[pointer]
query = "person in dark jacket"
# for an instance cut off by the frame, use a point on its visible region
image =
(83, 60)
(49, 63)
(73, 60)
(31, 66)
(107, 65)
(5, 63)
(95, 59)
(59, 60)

★ ★ ★ ★

__Work to complete__.
Please reproduce every one of the lines above with no changes at all.

__Written response__.
[pointer]
query = "person in dark jacket"
# for an instance cut off by the frame, use a point on its visible region
image =
(83, 60)
(49, 63)
(73, 60)
(31, 66)
(107, 65)
(5, 63)
(95, 59)
(59, 60)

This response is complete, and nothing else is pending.